→ **TRY IT**:
Answer these questions using the Beit Shemesh report.
1. How far is the girl's school from her house?
2. Which channel aired the exposé?
3. How many members does the Facebook group started by Tsviki Levin already have?

··· EXERCISE TEXT

In recent weeks, the central Israel town of Beit Shemesh has seen increased violence by ultra-religious men, attacking women and girls, who they feel have been dressed in an immodest manner.

These men have resorted to cursing, spitting, and even rock-throwing. Signs have been hung in the town center instructing women not to “dally in the street.”

The situation in the town was brought to the forefront of Israeli public discourse, this weekend in a Channel 2 exposé, aired this Friday, about a 8-year-old girl who is afraid to go to her school – located a mere 300 meters from her house – because of the violence she had experienced by men, who felt the religious girl’s attire was not modest enough.

The exposé led Tsviki Levin, an actor with the Beit Lessin theater group, to start a Facebook group titled “A thousand Israelis going to Beit Shemesh to protect little Naama,” which already has more than 5,500 members.

“I opened the Facebook group to help Naama but she is just a symbol for something bigger and more acute and dangerous for all of Israeli society.” Levin said on Friday.

······
··· ENTRIES SUPPLIED

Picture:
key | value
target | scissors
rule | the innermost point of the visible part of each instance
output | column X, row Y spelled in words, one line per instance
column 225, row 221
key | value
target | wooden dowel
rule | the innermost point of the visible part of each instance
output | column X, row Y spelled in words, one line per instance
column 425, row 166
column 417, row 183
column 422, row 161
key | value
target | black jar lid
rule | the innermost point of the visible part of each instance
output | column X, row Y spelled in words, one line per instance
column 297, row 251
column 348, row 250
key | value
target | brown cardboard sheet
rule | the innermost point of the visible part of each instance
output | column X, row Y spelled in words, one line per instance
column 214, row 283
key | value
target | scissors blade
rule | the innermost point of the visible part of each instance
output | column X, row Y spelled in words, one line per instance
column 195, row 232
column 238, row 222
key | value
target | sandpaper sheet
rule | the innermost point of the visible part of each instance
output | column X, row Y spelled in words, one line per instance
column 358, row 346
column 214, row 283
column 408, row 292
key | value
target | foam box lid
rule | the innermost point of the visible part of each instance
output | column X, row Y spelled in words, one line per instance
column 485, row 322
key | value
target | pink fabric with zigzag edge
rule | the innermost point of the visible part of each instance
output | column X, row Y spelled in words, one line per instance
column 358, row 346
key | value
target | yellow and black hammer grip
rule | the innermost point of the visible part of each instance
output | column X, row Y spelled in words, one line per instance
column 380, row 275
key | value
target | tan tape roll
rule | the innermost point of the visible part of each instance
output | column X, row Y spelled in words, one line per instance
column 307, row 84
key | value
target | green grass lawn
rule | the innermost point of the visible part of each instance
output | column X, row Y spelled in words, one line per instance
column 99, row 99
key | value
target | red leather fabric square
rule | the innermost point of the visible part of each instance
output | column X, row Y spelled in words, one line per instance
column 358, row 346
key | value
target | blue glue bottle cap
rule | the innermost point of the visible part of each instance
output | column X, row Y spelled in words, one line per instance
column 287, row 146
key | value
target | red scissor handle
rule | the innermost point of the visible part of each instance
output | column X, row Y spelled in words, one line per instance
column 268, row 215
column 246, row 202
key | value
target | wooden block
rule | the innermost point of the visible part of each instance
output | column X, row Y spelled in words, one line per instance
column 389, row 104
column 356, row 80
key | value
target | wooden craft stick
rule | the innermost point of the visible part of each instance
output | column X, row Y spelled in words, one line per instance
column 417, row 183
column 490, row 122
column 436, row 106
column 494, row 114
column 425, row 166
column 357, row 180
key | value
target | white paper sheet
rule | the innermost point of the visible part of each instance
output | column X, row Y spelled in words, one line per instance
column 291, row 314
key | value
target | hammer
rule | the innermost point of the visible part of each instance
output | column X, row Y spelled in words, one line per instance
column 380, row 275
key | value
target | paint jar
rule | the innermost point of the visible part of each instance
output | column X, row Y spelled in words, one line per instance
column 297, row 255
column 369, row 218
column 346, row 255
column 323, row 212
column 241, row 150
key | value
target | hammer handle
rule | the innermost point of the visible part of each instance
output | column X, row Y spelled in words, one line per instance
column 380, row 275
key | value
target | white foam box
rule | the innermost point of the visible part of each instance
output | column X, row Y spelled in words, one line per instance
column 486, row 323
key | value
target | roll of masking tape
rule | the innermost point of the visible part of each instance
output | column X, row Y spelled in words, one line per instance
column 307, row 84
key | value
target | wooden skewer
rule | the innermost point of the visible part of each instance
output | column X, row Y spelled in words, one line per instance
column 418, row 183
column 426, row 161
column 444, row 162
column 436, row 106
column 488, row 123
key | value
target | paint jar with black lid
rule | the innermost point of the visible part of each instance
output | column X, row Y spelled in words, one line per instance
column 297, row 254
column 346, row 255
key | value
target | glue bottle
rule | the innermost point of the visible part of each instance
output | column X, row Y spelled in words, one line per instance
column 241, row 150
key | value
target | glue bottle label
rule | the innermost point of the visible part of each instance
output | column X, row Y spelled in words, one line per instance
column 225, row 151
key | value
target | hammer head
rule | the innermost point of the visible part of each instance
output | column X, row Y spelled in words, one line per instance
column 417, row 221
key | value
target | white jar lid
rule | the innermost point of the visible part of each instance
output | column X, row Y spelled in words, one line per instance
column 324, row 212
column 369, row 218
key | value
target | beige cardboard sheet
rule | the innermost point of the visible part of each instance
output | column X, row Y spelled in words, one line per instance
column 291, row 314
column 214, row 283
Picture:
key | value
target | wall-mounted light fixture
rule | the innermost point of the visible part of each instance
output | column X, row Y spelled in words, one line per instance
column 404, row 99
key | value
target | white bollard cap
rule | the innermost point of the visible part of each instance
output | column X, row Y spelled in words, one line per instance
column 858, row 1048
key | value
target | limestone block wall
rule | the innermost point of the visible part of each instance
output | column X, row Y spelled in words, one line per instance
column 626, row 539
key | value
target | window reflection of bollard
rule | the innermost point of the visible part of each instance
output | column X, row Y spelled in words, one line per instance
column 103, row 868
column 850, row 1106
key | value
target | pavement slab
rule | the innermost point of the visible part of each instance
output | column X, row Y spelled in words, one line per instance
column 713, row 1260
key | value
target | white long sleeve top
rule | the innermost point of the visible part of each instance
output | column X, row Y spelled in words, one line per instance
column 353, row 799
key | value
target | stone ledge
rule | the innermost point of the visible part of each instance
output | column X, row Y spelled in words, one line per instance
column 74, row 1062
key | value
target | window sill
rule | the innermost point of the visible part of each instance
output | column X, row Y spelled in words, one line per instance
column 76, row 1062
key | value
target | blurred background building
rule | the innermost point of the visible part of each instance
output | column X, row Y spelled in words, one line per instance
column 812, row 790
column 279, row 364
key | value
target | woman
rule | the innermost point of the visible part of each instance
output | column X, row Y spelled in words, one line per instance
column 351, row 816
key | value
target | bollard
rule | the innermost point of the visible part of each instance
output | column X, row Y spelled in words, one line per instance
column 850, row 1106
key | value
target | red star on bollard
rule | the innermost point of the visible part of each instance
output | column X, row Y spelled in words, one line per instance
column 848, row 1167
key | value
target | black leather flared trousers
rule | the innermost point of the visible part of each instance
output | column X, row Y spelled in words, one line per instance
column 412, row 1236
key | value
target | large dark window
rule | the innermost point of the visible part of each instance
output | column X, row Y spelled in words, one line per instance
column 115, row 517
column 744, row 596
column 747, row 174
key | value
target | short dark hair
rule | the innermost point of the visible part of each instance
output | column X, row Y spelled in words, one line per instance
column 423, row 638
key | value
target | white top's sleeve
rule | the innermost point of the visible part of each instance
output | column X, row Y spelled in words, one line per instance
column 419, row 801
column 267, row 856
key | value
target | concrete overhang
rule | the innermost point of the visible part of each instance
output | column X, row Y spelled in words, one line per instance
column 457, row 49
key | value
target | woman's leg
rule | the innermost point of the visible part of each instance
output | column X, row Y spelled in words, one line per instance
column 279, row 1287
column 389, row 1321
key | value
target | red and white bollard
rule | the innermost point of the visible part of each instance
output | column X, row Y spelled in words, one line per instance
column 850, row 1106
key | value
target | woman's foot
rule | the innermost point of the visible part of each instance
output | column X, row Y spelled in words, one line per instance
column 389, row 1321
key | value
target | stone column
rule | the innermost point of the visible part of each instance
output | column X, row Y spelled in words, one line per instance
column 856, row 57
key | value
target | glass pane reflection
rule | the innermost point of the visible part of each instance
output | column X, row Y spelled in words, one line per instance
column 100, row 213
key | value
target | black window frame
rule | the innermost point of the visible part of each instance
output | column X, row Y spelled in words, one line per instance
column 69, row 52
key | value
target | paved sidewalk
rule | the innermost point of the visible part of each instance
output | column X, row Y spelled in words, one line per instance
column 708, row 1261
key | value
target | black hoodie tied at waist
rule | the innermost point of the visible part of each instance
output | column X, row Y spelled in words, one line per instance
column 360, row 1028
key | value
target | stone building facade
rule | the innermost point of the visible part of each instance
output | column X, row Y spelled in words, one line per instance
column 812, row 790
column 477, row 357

······
··· ENTRIES SUPPLIED

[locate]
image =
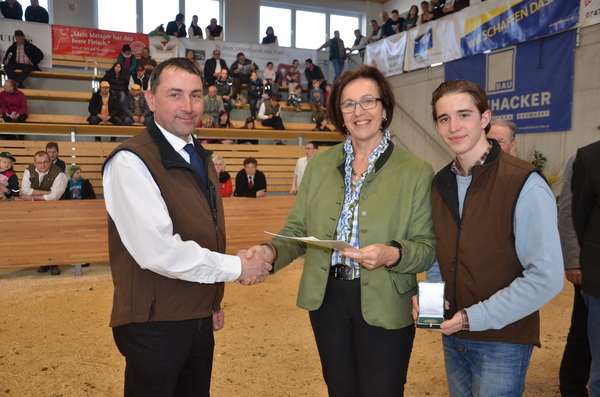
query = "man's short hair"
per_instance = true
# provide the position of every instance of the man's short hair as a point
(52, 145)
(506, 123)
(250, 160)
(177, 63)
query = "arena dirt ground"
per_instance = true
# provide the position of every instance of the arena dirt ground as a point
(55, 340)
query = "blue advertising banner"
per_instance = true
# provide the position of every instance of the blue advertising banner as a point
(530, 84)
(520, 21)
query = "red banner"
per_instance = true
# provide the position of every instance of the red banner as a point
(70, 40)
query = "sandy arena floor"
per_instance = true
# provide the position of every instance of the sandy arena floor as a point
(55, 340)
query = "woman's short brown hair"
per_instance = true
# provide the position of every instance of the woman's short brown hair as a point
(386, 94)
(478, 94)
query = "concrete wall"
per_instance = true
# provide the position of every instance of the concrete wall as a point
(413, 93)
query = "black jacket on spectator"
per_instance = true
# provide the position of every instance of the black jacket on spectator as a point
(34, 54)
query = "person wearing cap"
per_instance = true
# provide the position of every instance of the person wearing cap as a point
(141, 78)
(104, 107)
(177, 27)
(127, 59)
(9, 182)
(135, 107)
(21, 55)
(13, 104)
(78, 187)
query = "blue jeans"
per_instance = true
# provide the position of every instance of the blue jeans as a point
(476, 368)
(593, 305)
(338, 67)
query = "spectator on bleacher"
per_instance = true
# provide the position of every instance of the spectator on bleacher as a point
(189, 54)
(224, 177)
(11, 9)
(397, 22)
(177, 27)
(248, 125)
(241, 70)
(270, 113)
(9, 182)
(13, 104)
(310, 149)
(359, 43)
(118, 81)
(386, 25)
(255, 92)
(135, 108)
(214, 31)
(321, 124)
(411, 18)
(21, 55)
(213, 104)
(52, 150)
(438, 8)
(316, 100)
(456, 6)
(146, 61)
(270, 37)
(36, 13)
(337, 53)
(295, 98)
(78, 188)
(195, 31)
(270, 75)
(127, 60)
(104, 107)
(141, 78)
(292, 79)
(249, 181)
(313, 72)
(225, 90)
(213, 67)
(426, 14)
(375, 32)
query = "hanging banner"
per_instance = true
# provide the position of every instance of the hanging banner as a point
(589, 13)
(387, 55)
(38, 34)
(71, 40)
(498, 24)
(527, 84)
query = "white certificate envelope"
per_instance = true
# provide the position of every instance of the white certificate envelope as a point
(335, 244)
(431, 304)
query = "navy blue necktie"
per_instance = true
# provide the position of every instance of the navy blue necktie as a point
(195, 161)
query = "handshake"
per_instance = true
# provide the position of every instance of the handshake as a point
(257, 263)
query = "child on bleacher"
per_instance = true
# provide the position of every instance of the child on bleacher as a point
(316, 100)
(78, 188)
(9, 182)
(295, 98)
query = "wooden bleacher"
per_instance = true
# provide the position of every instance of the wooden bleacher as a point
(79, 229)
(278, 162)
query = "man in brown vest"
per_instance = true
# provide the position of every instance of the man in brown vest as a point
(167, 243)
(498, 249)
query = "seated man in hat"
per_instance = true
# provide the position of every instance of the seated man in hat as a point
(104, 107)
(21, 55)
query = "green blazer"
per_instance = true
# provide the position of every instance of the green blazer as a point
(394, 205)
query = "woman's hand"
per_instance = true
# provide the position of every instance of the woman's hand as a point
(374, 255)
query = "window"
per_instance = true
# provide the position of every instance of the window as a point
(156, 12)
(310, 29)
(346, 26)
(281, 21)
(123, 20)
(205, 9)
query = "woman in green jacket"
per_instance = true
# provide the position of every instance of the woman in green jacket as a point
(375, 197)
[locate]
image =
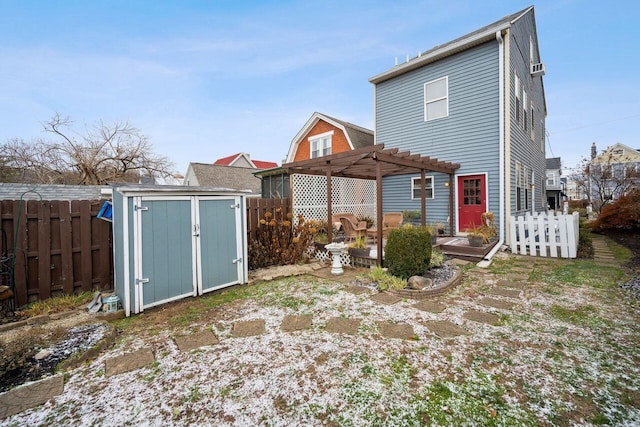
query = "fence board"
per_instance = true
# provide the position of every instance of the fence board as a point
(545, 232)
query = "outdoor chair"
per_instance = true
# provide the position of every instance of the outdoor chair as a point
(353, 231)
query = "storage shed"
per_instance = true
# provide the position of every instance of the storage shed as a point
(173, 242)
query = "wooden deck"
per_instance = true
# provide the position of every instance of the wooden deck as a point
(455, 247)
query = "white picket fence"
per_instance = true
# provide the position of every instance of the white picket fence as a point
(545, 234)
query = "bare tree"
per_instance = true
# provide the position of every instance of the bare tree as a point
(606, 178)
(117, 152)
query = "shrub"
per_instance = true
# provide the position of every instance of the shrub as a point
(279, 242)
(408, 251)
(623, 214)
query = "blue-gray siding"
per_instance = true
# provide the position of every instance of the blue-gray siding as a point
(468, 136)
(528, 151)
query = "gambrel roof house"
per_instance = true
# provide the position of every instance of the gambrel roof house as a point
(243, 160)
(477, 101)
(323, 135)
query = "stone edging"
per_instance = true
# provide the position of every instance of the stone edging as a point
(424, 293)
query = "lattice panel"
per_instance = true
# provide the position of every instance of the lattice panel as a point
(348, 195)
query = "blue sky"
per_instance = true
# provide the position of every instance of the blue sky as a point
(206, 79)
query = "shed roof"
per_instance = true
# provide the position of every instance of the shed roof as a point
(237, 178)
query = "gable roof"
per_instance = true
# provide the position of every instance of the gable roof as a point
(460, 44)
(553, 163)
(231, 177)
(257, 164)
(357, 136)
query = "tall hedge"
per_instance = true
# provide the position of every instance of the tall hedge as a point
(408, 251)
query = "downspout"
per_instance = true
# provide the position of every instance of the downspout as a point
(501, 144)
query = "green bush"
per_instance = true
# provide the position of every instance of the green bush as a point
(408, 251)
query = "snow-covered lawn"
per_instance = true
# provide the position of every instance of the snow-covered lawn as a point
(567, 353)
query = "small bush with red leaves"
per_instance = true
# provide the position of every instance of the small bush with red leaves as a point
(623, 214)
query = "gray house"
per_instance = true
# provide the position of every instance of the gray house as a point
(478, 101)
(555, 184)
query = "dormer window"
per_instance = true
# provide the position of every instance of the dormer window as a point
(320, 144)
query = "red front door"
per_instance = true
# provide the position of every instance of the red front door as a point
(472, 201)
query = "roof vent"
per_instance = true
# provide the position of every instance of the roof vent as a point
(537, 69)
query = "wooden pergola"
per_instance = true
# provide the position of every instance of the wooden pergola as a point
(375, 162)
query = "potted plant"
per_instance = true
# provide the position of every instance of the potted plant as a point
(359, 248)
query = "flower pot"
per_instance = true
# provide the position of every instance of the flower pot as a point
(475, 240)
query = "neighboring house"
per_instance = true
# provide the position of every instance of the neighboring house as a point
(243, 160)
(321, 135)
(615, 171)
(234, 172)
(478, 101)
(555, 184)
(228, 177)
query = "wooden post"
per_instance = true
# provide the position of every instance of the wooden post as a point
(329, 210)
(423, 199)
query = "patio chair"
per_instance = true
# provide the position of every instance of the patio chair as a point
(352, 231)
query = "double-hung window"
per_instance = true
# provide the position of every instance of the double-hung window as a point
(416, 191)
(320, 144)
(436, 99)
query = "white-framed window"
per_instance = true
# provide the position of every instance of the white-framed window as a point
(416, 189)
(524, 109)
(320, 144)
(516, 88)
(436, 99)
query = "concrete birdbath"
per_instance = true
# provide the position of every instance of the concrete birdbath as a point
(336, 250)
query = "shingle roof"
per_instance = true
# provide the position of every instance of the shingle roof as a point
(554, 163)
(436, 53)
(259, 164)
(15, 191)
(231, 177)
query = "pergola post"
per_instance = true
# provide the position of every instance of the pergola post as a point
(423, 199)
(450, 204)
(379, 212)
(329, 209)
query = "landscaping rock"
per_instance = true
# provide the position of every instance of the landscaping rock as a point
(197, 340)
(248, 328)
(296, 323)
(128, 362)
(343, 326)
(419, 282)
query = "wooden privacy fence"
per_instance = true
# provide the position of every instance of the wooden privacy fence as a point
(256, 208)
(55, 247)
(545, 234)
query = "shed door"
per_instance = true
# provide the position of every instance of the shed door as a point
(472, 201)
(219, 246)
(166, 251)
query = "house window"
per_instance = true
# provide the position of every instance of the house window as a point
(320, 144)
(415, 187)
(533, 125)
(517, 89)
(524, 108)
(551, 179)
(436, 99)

······
··· ENTRIES SUPPLIED

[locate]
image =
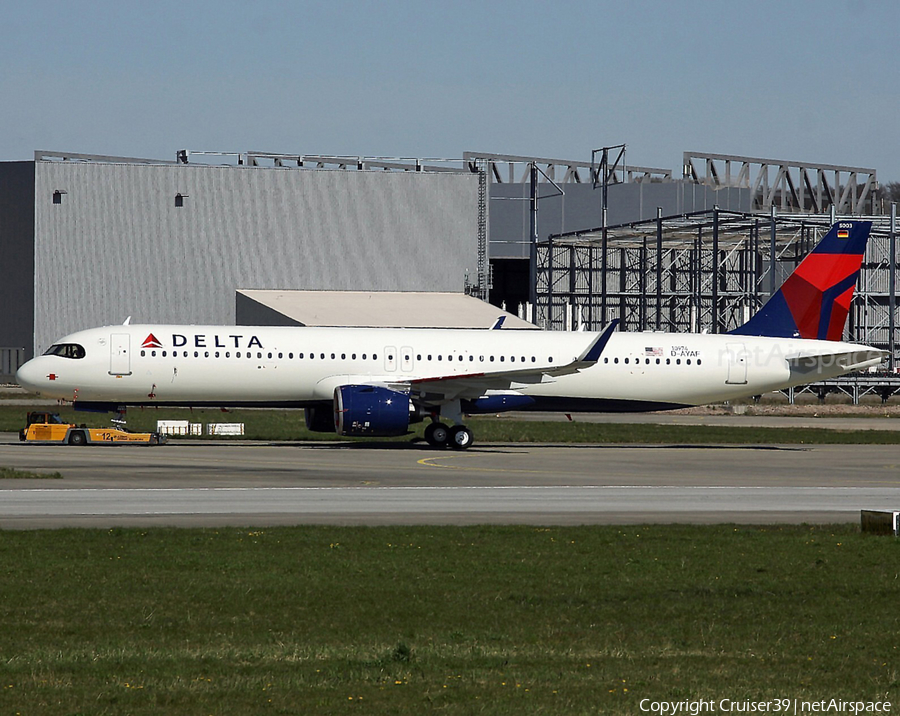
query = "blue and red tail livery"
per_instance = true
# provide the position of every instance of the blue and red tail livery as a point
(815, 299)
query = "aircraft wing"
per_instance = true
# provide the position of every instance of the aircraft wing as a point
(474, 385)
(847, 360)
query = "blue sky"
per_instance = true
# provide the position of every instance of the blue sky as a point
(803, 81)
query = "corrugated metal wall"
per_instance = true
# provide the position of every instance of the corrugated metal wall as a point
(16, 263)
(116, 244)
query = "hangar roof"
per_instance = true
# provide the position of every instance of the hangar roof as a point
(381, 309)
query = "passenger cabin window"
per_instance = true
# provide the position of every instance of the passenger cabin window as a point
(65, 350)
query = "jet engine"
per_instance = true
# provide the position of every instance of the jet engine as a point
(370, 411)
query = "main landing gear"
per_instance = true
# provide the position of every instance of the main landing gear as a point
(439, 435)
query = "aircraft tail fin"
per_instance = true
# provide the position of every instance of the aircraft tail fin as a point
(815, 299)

······

→ **OUTPUT FOR THIS TASK**:
1. 300 meters
2. Channel 2
3. More than 5,500